Scientists Form Brain Cells From Bone Marrow

In a development that may eventually render moot the debate over use of fetal cells in brain therapy, researchers have succeeded in transforming stem cells from bone marrow into functioning brain cells in rats and humans.

Although the research is at a very early stage, researchers say the dramatic advance may make it possible to use a patient’s own stem cells to treat a variety of brain disorders, including Parkinson’s, Huntington’s and Alzheimer’s diseases, as well as stroke and spinal cord injuries.

Brain tissue from aborted fetuses is now being used experimentally to treat such conditions and shows great promise, but the supply of fetal tissue has been restricted and its use is highly controversial because of the source.

The discovery “essentially circumvents all the ethical concerns with the use of fetal tissues,” said Dr. Ira Black of the University of Medicine and Dentistry of New Jersey, who reports the finding in today’s Journal of Neuroscience Research.

Stem cells that have the ability to grow into any type of cell found in the body normally are found only in fetuses. But recently, researchers identified a variety of other, more developed stem cells in adults--in the brain and in blood, for example--that have the capability to grow into limited types of tissues.

Black and his colleagues used a variety of chemicals to redirect the growth of these cells into tissues they do not normally produce.

They now are transplanting the cells into rat brains to see whether they are therapeutic, and tests in humans are several years away, he said.

With the discovery, “we have a potentially inexhaustible reservoir of new neurons,” said Dr. Gilman Graves of the National Institute of Child Health and Human Development. “This is very exciting.”

“The possibilities for spinal and brain repair suggested by this study are quite profound,” said Susan Howley, director of research for the Christopher Reeve Paralysis Foundation, which co-sponsored the research with the National Institutes of Health.

Bone marrow normally is thought of as the source of stem cells that grow into red and white blood cells. But the stem cells Black worked with, also found in the bone marrow, go well beyond that and usually grow into cartilage, bone, muscle and fat.

However, they apparently are even more versatile than researchers had suspected. Just last month, other scientists reported that the stromal stem cells could be converted into liver tissue.

Nonetheless, “it’s quite remarkable that they can be converted into brain cells,” Graves said.

The trick, as is the case in most studies with stem cells from any source, is trying to figure out how to persuade the primordial cells to grow into specific types of tissue. Black said the process is “1% insight and 99% luck and trial and error.”

Black developed a system in which stromal stem cells from rats are treated with a combination of antioxidants and a growth promoter called basic fibroblast growth factor.

## Exercises
**a.** In the article about making brain cells from bone marrow, what growth promoter did Black combine with antioxidants to treat the rat stromal stem cells?
**b.** Summarize the article about making brain cells from bone marrow in two sentences.
**c.** Carry on the article about making brain cells from bone marrow from the point where it stops.

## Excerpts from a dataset

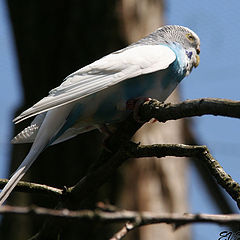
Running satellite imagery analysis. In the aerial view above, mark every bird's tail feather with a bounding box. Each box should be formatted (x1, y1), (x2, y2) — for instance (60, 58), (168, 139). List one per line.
(0, 146), (42, 206)
(0, 104), (72, 206)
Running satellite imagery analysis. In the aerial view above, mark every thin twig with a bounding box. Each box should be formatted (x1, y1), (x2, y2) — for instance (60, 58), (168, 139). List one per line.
(109, 222), (139, 240)
(0, 206), (240, 226)
(140, 98), (240, 122)
(0, 179), (65, 197)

## Answers for this exercise
**a.** Basic fibroblast growth factor.

**b.** Researchers led by Dr. Ira Black turned stem cells from the bone marrow of rats and humans into working brain cells by treating them with chemicals, a step that might one day let patients be treated for disorders like Parkinson's, Alzheimer's, stroke and spinal cord injuries with their own cells. The finding could sidestep the ethical debate over fetal brain tissue, though the work is at a very early stage and tests in humans are still several years away.

**c.**
No one is sure yet how the combination of chemicals works, but they convert more than 80% of stem cells grown in culture into neurons, a surprisingly high percentage. “These and other stem cells are far more flexible than we had thought a few years ago,” Black said. “It means that we have to rethink what we learned in medical school: that the . . . fate of a cell is fixed.”

The altered cells sprout axons and dendrites, characteristic growths that appear on the surface of brain cells. They also produce proteins that are normally found only in neurons.

Black and his colleagues then found that they could achieve the same thing with stromal stem cells isolated from humans.

The New Jersey researchers are now transplanting the altered cells into various areas of the brain and spinal cord in rats. “We know that, at the very least, they can survive within the spinal cord for well over a month,” Black said. “That tells us that they are user-friendly in the live animal.”

Now they are attempting to determine whether the cells can become integrated into the host’s nervous system, as fetal tissues have been shown to do.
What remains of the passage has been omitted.